We Recommend: Life of the Mind
Pronoun Trouble: The Story of Us in Seven Little Words, John McWhorter, PhD ’93; Avery. These unsung heroes stand in for nouns, are laden with linguistic precedent (see singular they back in the day), and punch above their weight in meaning, impact, and flexibility.
The Mind Electric: A Neurologist on the Strangeness and Wonder of Our Brains, Pria Anand, MD ’14; Washington Square Press. How our brains build narratives that drive us to do mad and wonderful things, in sanity and insanity.
Out of Your Mind: The Biggest Mysteries of the Human Brain, Jorge Cham, MS ’99, PhD ’03, and Dwayne Godwin; Pantheon. The creator of the PhD Comic heads back to the drawing board, this time to map out the body’s control center.
Articulate: A Deaf Memoir of Voice, Rachel Kolb, ’12, MA ’13; Ecco. A reflection on the fluid nature of language acquisition, self-expression, and communication in a hearing-centric world.
Clamor: How Noise Took Over the World—and How We Can Take It Back, Chris Berdik, MA ’01; W.W. Norton. Hush now: New research sounds the alarm on sonic pollution and the health-damaging effects of the everyday din.
The Note: A Novel, Alafair Burke, JD ’94; Knopf. When a prank goes wrong, the past comes flooding into the present in this precise, suspenseful page turner penned by a prosecutor turned Hofstra U. law professor.
Resurface: A Guide to Navigating Life’s Biggest Transitions, Cassidy Krug, ’07; Penguin Life. At a turning point? This former Olympic diver’s got your back, whether you were blindsided or expecting the blow.

ACTIVITIES ▸
**1.** Using the book list, answer these:
(a) Which publisher released Articulate: A Deaf Memoir of Voice?
(b) Who wrote Out of Your Mind with Jorge Cham?
(c) What former athletic role does the book list give the author of Resurface?
**2.** Translate this sentence from the book list into Spanish: "The creator of the PhD Comic heads back to the drawing board, this time to map out the body’s control center."

MATERIAL PROVIDED ▸

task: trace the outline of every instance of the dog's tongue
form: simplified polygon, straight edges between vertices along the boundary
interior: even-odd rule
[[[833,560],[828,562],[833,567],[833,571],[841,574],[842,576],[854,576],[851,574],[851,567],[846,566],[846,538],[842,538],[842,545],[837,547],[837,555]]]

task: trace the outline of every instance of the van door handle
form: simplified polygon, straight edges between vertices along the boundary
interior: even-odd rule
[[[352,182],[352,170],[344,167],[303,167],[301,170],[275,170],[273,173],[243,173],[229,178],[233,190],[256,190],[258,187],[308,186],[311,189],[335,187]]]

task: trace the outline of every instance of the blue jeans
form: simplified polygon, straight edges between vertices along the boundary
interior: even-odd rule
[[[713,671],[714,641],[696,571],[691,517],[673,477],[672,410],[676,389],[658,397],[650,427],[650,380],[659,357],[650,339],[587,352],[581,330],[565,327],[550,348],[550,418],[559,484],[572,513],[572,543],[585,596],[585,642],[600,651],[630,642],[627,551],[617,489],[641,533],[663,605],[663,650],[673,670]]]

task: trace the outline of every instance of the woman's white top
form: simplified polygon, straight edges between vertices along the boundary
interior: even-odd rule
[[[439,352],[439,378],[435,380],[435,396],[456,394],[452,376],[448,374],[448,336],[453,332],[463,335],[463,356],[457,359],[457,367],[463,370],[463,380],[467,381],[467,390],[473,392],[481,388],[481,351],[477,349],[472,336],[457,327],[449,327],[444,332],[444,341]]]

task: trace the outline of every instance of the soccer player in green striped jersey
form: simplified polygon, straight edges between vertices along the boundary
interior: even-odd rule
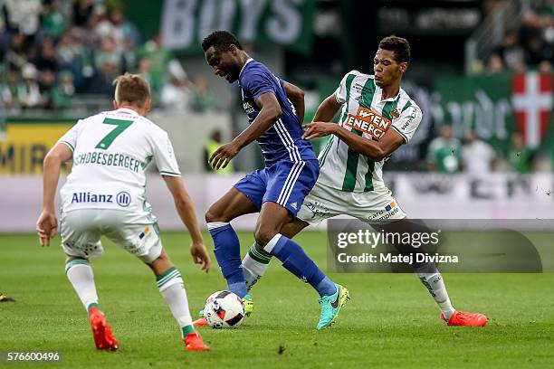
[[[304,125],[303,138],[330,136],[320,153],[320,176],[304,200],[296,219],[282,233],[292,237],[309,224],[347,214],[385,231],[402,224],[406,214],[383,182],[383,165],[400,146],[414,136],[422,112],[400,88],[408,68],[410,46],[401,37],[381,40],[373,60],[374,74],[348,72],[338,89],[318,108],[313,122]],[[340,110],[337,123],[331,120]],[[391,222],[391,221],[393,221]],[[271,255],[253,245],[243,260],[247,288],[262,277]],[[434,263],[414,265],[449,326],[484,326],[482,314],[454,308],[443,278]]]
[[[106,236],[147,264],[179,326],[187,351],[205,351],[193,325],[181,273],[162,245],[158,221],[146,198],[146,169],[156,163],[191,233],[193,261],[207,272],[210,257],[204,245],[193,202],[185,189],[167,133],[146,118],[150,87],[138,74],[114,81],[114,110],[79,120],[44,158],[43,211],[36,223],[41,245],[50,245],[58,231],[54,195],[62,163],[72,173],[60,191],[60,235],[66,255],[65,274],[89,315],[94,345],[117,350],[119,344],[99,305],[90,259],[102,256]]]

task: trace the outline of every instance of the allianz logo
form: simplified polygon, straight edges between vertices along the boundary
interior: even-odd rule
[[[118,193],[115,196],[108,194],[91,194],[90,192],[79,192],[73,193],[72,196],[72,203],[111,203],[114,202],[121,206],[127,207],[129,205],[131,200],[130,194],[126,191]]]

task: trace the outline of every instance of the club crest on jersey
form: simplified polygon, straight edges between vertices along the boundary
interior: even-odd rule
[[[388,130],[390,124],[389,119],[364,107],[359,107],[355,116],[349,114],[344,123],[352,129],[367,133],[377,141]]]
[[[72,203],[113,203],[113,194],[73,193],[72,196]]]

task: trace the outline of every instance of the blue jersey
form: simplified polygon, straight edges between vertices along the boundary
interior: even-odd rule
[[[243,107],[248,115],[250,124],[260,113],[255,101],[263,93],[274,94],[282,111],[277,122],[257,139],[267,167],[280,160],[299,162],[317,159],[311,144],[301,139],[303,134],[301,123],[298,119],[292,103],[287,98],[283,83],[265,65],[253,59],[246,61],[239,74]]]

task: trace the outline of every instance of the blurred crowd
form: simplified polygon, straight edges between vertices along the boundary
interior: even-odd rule
[[[475,131],[470,131],[462,141],[454,137],[451,126],[443,126],[440,136],[429,144],[427,169],[443,174],[482,175],[508,171],[525,175],[540,169],[537,154],[526,146],[520,132],[512,134],[507,152],[502,153],[480,139]]]
[[[110,98],[125,71],[144,75],[167,109],[216,107],[205,80],[191,80],[160,36],[143,42],[117,1],[0,1],[0,102],[11,111],[68,108],[76,94]]]
[[[489,57],[487,71],[552,72],[554,64],[554,0],[542,0],[528,10],[519,28],[509,29]]]

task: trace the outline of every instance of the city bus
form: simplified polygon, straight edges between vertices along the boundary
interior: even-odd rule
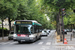
[[[42,25],[35,20],[15,20],[13,40],[34,42],[41,39]]]

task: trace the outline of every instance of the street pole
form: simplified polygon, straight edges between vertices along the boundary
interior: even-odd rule
[[[62,34],[63,34],[63,43],[64,43],[64,22],[63,22],[63,15],[62,15]]]

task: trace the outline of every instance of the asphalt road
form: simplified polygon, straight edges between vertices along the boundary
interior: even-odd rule
[[[0,43],[0,50],[56,50],[55,49],[55,31],[52,30],[51,33],[46,37],[42,37],[41,40],[37,40],[34,43],[22,43],[7,41]]]

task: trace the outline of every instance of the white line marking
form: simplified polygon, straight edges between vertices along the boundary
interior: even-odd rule
[[[15,44],[15,43],[18,43],[18,42],[12,42],[12,43],[10,43],[10,44]]]

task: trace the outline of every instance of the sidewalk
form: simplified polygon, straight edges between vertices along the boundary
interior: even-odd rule
[[[72,34],[72,40],[71,38],[71,34]],[[65,38],[67,39],[67,43],[68,44],[63,44],[63,42],[57,42],[57,37],[55,38],[55,45],[58,46],[75,46],[75,38],[73,37],[73,33],[72,32],[67,32],[67,34],[65,34]]]
[[[8,41],[8,36],[4,37],[4,40],[2,40],[2,37],[0,37],[0,42]]]

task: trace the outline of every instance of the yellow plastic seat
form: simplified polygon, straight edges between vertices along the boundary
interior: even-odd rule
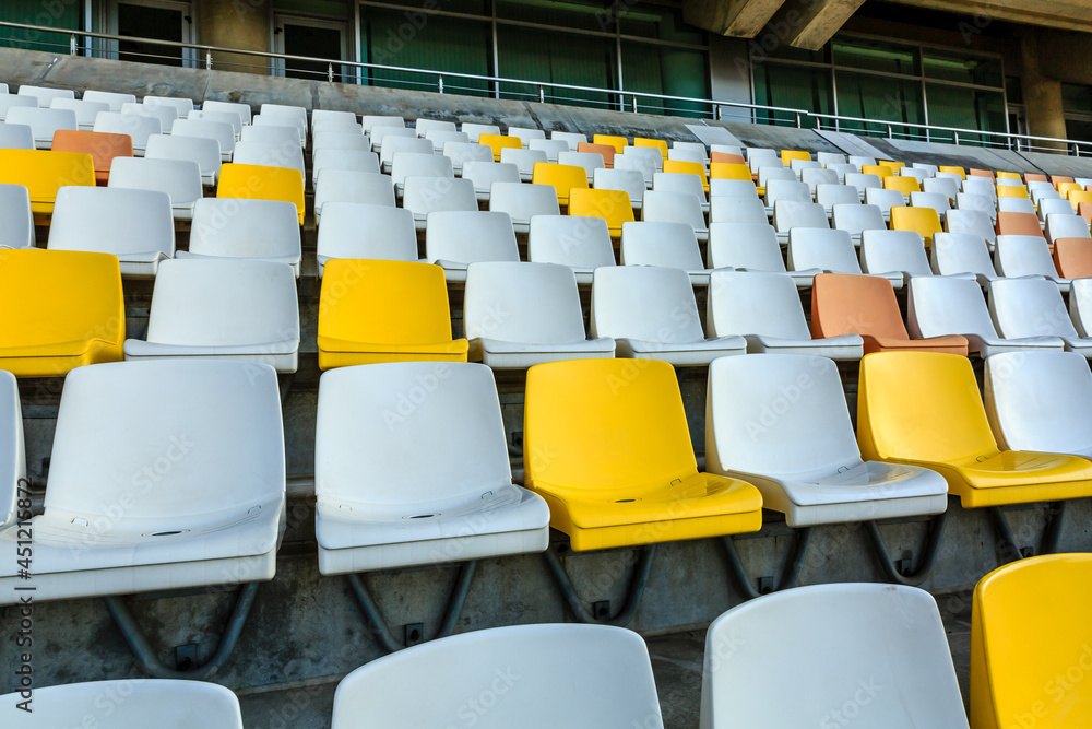
[[[1083,727],[1092,705],[1092,554],[995,569],[974,588],[971,726]]]
[[[59,377],[124,360],[117,256],[0,249],[0,369],[16,377]]]
[[[705,177],[705,165],[700,162],[680,162],[679,160],[664,160],[664,172],[682,173],[685,175],[697,175],[701,180],[701,186],[709,195],[709,178]]]
[[[866,354],[857,387],[862,457],[930,468],[964,508],[1092,495],[1092,462],[997,447],[966,357]]]
[[[219,169],[216,197],[292,202],[296,205],[299,224],[304,224],[304,175],[298,169],[225,164]]]
[[[569,190],[587,188],[587,171],[577,165],[536,162],[531,173],[533,185],[549,185],[557,190],[557,204],[569,204]]]
[[[95,187],[95,158],[83,152],[0,150],[0,184],[22,185],[31,193],[31,212],[51,215],[58,189]]]
[[[625,152],[626,148],[629,146],[629,140],[626,139],[625,137],[612,137],[610,134],[594,134],[592,137],[592,142],[594,142],[595,144],[609,144],[610,146],[615,148],[615,152],[617,152],[618,154]],[[650,146],[657,146],[657,145],[653,144]],[[667,158],[666,148],[667,143],[665,142],[664,149],[662,150],[664,153],[664,160]]]
[[[913,231],[925,238],[926,246],[933,245],[934,234],[943,232],[936,209],[899,205],[891,208],[891,230]]]
[[[492,150],[492,161],[500,162],[501,150],[522,150],[523,140],[519,137],[506,137],[505,134],[482,134],[478,137],[478,144],[485,144]]]
[[[319,294],[319,369],[379,362],[466,362],[452,339],[443,269],[335,258]]]
[[[757,531],[752,484],[700,473],[675,369],[570,360],[527,371],[526,486],[575,551]]]
[[[633,203],[625,190],[573,189],[569,192],[569,214],[602,217],[613,238],[621,237],[622,223],[634,220]]]

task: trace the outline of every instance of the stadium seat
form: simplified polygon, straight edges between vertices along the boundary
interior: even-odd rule
[[[302,247],[296,208],[284,200],[202,198],[193,209],[189,250],[176,258],[272,261],[299,278]]]
[[[0,248],[34,248],[34,212],[23,185],[0,185]]]
[[[928,592],[812,585],[745,602],[709,626],[703,729],[851,725],[966,729],[945,625]]]
[[[122,277],[155,278],[159,263],[175,255],[170,197],[157,190],[62,187],[48,248],[110,254]]]
[[[448,281],[466,281],[466,266],[477,261],[520,260],[508,213],[442,211],[429,213],[425,259],[443,268]]]
[[[664,362],[532,367],[524,449],[527,487],[546,498],[550,526],[578,552],[761,526],[753,485],[698,472],[675,372]]]
[[[19,694],[0,696],[0,721],[10,729],[78,727],[87,717],[98,729],[242,729],[235,694],[202,681],[121,679],[35,686],[29,714],[16,707],[21,701]]]
[[[906,387],[913,381],[914,387]],[[886,352],[860,362],[857,440],[865,458],[939,471],[964,508],[1085,497],[1092,462],[1000,450],[965,357]]]
[[[64,379],[45,513],[32,520],[35,601],[272,579],[284,452],[272,367],[78,367]],[[0,604],[17,603],[15,540],[0,532],[0,545],[11,553]]]
[[[233,166],[224,165],[224,172]],[[256,169],[275,168],[256,167]],[[107,189],[115,188],[166,192],[170,198],[171,215],[180,221],[193,219],[193,207],[204,195],[201,188],[201,167],[190,160],[115,157],[110,166],[110,183]],[[302,190],[300,192],[302,193]],[[224,177],[221,178],[219,195],[226,197]]]
[[[857,334],[811,339],[796,284],[784,273],[717,270],[710,274],[705,320],[712,337],[739,336],[750,353],[859,360]]]
[[[822,273],[811,289],[811,332],[816,338],[860,334],[865,354],[910,350],[966,356],[960,336],[911,339],[891,282],[879,277]]]
[[[1079,727],[1092,687],[1088,554],[1021,560],[983,577],[971,613],[975,729]]]
[[[557,189],[553,185],[494,183],[489,191],[489,210],[508,213],[512,228],[526,233],[534,215],[560,215]]]
[[[327,261],[319,296],[319,368],[378,362],[466,362],[453,340],[443,269],[428,263]]]
[[[471,709],[466,697],[490,685],[492,706],[472,699]],[[664,726],[636,633],[545,624],[475,631],[372,661],[337,685],[332,729],[441,726],[458,713],[478,729]]]
[[[1049,280],[996,279],[989,284],[989,315],[1006,339],[1060,337],[1067,352],[1092,357],[1092,339],[1077,333],[1061,292]]]
[[[910,282],[906,329],[914,339],[959,334],[968,341],[968,352],[985,358],[1014,350],[1061,351],[1057,337],[1026,336],[1001,339],[989,317],[986,299],[977,282],[958,277],[933,277]]]
[[[601,266],[614,266],[610,231],[602,217],[534,215],[527,235],[527,258],[572,269],[578,284],[592,283]]]
[[[477,262],[466,269],[468,358],[494,369],[613,357],[614,340],[589,340],[577,279],[554,263]]]
[[[402,208],[331,202],[318,236],[319,278],[332,258],[417,260],[413,213]]]
[[[592,338],[610,337],[619,357],[703,366],[719,356],[744,354],[743,337],[705,339],[693,286],[676,268],[614,266],[595,270]]]
[[[709,284],[698,239],[686,223],[624,223],[618,255],[622,266],[677,268],[687,272],[693,285]]]
[[[216,197],[292,202],[296,205],[299,224],[304,224],[304,176],[295,169],[263,165],[224,165],[219,171]]]
[[[128,339],[126,361],[236,360],[296,372],[299,306],[285,263],[177,260],[159,267],[145,340]]]

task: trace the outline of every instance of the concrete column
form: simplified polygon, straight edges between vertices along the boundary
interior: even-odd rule
[[[1066,137],[1066,117],[1061,105],[1061,82],[1043,72],[1043,55],[1040,34],[1026,28],[1021,43],[1023,56],[1024,108],[1028,115],[1028,133],[1036,137]],[[1063,145],[1058,145],[1059,149]]]
[[[223,48],[272,50],[269,3],[270,0],[198,0],[200,43]],[[213,68],[219,71],[264,75],[270,70],[269,59],[257,56],[213,52],[212,60]]]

SOLUTIONS TO EACH TASK ▸
**1.**
(a) Ecco
(b) Dwayne Godwin
(c) Olympic diver

**2.** El creador del PhD Comic vuelve a la mesa de dibujo, esta vez para cartografiar el centro de control del cuerpo.